To be done. Reproduce each of the entries below, swapping "keypoint" for "landmark" wherever it occurs and leaving everything else unchanged.

Information shown.
***
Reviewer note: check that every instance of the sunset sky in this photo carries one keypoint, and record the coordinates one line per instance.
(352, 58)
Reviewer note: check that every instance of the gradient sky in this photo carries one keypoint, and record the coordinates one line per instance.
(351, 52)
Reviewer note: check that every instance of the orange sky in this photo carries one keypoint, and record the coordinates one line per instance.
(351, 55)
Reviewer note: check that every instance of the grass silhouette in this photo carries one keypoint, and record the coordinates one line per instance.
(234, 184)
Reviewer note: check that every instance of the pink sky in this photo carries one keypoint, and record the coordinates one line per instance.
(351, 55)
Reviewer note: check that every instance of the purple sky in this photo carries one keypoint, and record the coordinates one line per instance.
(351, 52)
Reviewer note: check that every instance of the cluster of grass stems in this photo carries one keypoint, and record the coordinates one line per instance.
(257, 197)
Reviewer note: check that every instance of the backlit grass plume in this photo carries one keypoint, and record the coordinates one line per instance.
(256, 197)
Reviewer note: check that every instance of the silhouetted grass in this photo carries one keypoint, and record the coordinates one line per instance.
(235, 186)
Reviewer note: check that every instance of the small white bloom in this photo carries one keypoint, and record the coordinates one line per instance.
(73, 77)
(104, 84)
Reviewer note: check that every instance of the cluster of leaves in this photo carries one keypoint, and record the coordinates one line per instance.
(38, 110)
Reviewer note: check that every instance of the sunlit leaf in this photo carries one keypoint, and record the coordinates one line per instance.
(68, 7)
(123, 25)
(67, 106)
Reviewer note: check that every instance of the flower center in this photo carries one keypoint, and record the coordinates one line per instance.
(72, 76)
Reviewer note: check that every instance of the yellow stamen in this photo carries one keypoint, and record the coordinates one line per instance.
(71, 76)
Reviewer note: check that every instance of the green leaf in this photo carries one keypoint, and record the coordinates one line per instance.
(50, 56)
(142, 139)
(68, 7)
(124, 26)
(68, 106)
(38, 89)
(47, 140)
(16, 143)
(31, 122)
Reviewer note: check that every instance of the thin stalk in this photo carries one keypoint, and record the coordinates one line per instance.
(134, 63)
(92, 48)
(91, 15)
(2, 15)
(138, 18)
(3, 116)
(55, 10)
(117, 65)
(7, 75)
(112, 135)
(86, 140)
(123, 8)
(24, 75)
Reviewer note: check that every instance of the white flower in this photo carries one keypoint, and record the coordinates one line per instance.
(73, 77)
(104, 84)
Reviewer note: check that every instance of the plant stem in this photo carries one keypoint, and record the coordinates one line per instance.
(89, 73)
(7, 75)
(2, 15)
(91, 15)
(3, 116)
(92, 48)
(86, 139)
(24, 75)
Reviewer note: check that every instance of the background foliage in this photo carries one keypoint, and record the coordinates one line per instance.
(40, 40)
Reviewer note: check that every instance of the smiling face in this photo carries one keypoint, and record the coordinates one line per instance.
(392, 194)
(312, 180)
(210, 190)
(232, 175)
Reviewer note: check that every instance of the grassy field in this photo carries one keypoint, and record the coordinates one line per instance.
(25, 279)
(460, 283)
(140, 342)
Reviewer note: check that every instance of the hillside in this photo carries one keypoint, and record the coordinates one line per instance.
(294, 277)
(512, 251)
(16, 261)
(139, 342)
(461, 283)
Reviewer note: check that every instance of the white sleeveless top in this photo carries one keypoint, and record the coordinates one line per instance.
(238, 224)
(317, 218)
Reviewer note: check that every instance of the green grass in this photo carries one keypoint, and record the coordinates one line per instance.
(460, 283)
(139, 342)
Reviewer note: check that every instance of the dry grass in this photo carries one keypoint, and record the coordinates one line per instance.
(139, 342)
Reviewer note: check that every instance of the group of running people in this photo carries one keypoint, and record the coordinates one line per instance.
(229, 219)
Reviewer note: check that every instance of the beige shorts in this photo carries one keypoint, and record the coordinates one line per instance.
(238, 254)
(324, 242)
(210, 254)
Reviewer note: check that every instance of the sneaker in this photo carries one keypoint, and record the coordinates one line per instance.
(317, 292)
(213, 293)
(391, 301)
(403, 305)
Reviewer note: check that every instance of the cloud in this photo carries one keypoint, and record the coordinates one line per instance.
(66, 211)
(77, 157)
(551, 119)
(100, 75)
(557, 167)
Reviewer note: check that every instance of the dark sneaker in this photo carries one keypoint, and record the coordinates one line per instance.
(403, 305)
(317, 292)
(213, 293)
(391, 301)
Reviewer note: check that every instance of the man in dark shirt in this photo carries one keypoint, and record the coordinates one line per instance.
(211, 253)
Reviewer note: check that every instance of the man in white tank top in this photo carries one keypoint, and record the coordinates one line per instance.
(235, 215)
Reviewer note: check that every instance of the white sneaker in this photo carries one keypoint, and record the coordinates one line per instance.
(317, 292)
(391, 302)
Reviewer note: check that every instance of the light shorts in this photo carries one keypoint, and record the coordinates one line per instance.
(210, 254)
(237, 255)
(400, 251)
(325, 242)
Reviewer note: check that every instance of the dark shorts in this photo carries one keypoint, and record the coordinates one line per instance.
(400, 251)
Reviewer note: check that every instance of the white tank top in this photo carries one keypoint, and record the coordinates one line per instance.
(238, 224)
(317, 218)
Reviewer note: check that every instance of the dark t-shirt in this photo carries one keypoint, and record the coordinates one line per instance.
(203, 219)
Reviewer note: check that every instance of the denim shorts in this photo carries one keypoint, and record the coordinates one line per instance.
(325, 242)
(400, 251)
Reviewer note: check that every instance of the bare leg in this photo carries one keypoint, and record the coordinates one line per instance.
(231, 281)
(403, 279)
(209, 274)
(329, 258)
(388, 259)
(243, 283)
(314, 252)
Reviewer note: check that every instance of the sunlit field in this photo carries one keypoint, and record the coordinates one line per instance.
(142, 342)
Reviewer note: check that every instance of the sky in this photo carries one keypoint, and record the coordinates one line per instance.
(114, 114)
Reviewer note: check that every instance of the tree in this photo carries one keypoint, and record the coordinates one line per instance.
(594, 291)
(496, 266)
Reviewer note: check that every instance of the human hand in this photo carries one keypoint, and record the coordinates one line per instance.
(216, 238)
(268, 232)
***
Expected output.
Reviewer note: check that every instance of the sunset sky in this photo carries one landmark, and record the coordinates one line per instance.
(352, 58)
Reviewer note: check that every instance of the gradient sky in this photo carries one landmark, and record the coordinates one line per instance.
(351, 52)
Reviewer note: check that every instance of the orange sky in this photo carries one landmark, and record the coordinates one line per instance.
(351, 55)
Reviewer note: check that every instance of the grass silhouette in this photo carries one landmark, and record the coordinates one line per instance.
(234, 184)
Reviewer note: check that every instance of the pink sky in this photo carries one landmark, and record the coordinates one line per instance.
(351, 55)
Reviewer note: check that every instance of the purple sky in this photo carries one landmark, and record the coordinates one line per instance.
(351, 52)
Reviewer note: check that every instance of the cluster of grass stems in this photo carries one landmark, and record the coordinates one line per instance.
(257, 197)
Reviewer note: check that every instance of the backlit grass plume in this photo carries one landmark, and record the coordinates one line per instance.
(256, 197)
Reviewer note: check that every instance of the silhouetted grass in this photo carries one landmark, and record the coordinates one line per instance.
(235, 186)
Reviewer note: check that every instance of the small white bloom in this photo carries one landmark, and record the coordinates one line per instance.
(73, 77)
(104, 84)
Reviewer note: check that every instance of the cluster of leaves in this photo carries one landmark, and record the coordinates one line per instance.
(38, 110)
Reviewer note: check that every instance of the sunlit leaf in this photo carries one landmark, and record the coordinates one line per instance.
(68, 7)
(123, 25)
(67, 106)
Reviewer note: check that every instance of the flower center in this photo carries one landmark, and record the coordinates one line per instance.
(72, 76)
Reviewer note: check that every instance of the yellow stamen in this photo carries one landmark, and record the coordinates one line per instance.
(71, 76)
Reviewer note: check that every instance of the green leaf in this photo carries one landmark, and record the coordinates one line per instance.
(50, 56)
(142, 139)
(68, 7)
(124, 26)
(68, 106)
(38, 89)
(47, 140)
(16, 143)
(31, 122)
Reviewer note: check that every instance of the thin stalk in this photo carries one landmark, and record the coordinates one line per instance.
(134, 63)
(92, 48)
(91, 15)
(2, 15)
(138, 18)
(3, 116)
(55, 10)
(117, 65)
(7, 75)
(112, 135)
(86, 140)
(123, 8)
(24, 75)
Reviewer note: check that every instance of the white flower in this photo carries one landmark, and record the coordinates one line per instance.
(73, 77)
(104, 84)
Reviewer note: check that every instance of the plant stem in this photo carries one landmark, and record the coordinates one line per instance.
(89, 73)
(7, 75)
(2, 15)
(91, 15)
(3, 116)
(92, 48)
(86, 139)
(24, 75)
Reviewer note: check that every instance of the background foliage in this photo carries one landmark, and record the coordinates one line per instance.
(40, 40)
Reviewer note: check that every instance of the smiling face in this photo carries one landmark, and record the coordinates one line per instance.
(392, 194)
(312, 180)
(210, 190)
(232, 175)
Reviewer note: check that every instance of the grassy field in this photo carries one landmark, and record the coordinates one line per instance.
(25, 279)
(460, 283)
(140, 342)
Reviewer note: check that every instance of the hillside in this photo carries one landmark, and record the coordinates one line per instance.
(294, 277)
(512, 251)
(16, 261)
(139, 342)
(461, 283)
Reviewer note: check that every instance of the white sleeveless top in this photo carries one landmark, and record the coordinates one line per instance.
(238, 224)
(317, 218)
Reviewer note: check that every instance of the green grass in this photo carries one landmark, and record the coordinates one line per instance.
(460, 283)
(139, 342)
Reviewer note: check that every instance of the dry grass in this photo carries one landmark, and record the coordinates one line per instance.
(139, 342)
Reviewer note: check that every instance of the group of running people in this photo carries one landmark, and record the coordinates one line per instance.
(229, 219)
Reviewer note: check that every instance of the beige shorts in this photo carries one landmark, and record the coordinates one line per instance.
(238, 254)
(324, 242)
(210, 254)
Reviewer note: check that every instance of the sneaker in this photo carries one landmark, and record the coordinates one line per instance.
(317, 292)
(213, 293)
(391, 301)
(403, 305)
Reviewer note: check that every instance of the cloud in this photo carries one landmark, and record the coordinates one line per instance.
(66, 211)
(77, 157)
(551, 119)
(100, 75)
(557, 167)
Reviewer note: check that every instance of the dark sneaker in this photo carries one landmark, and record the coordinates one line per instance.
(403, 305)
(317, 292)
(213, 293)
(391, 301)
Reviewer note: check that every instance of the man in dark shirt in this photo carries one landmark, and record the coordinates one line per instance.
(211, 253)
Reviewer note: check that every instance of the man in white tank top in this photo carries one landmark, and record the coordinates one line per instance.
(235, 215)
Reviewer note: check that every instance of the white sneaker in this photo carries one landmark, and record the coordinates one line per instance.
(317, 292)
(391, 302)
Reviewer note: check that every instance of the light shorts in this photo carries one landmark, and record the coordinates one line per instance.
(210, 254)
(237, 255)
(400, 251)
(325, 242)
Reviewer note: check that every instance of the dark shorts in this photo carries one landmark, and record the coordinates one line per instance.
(400, 251)
Reviewer note: check that every instance of the white tank top in this photo carries one landmark, and record the coordinates one line per instance.
(238, 224)
(317, 218)
Reviewer note: check that every instance of the dark t-shirt in this photo carries one landmark, and record the coordinates one line per instance.
(203, 219)
Reviewer note: check that every instance of the denim shorts in this photo carries one landmark, and record the coordinates one line per instance.
(325, 242)
(400, 251)
Reviewer note: check that every instance of the bare leg in this photo carries one landmark, and record the coordinates one line per instance.
(231, 281)
(403, 279)
(209, 274)
(329, 258)
(388, 259)
(243, 283)
(314, 252)
Reviewer note: check that every instance of the sunlit field in this photo carries one landmark, and record the coordinates one line per instance.
(142, 342)
Reviewer note: check that every instance of the sky in this photo carries one landmark, and record the coordinates one line per instance.
(114, 114)
Reviewer note: check that every instance of the tree in this photo carries one landmark, and record the coordinates one line per instance.
(594, 291)
(496, 266)
Reviewer note: check that every instance of the human hand in this photo carries one landmark, and record the coordinates one line per instance.
(216, 238)
(268, 232)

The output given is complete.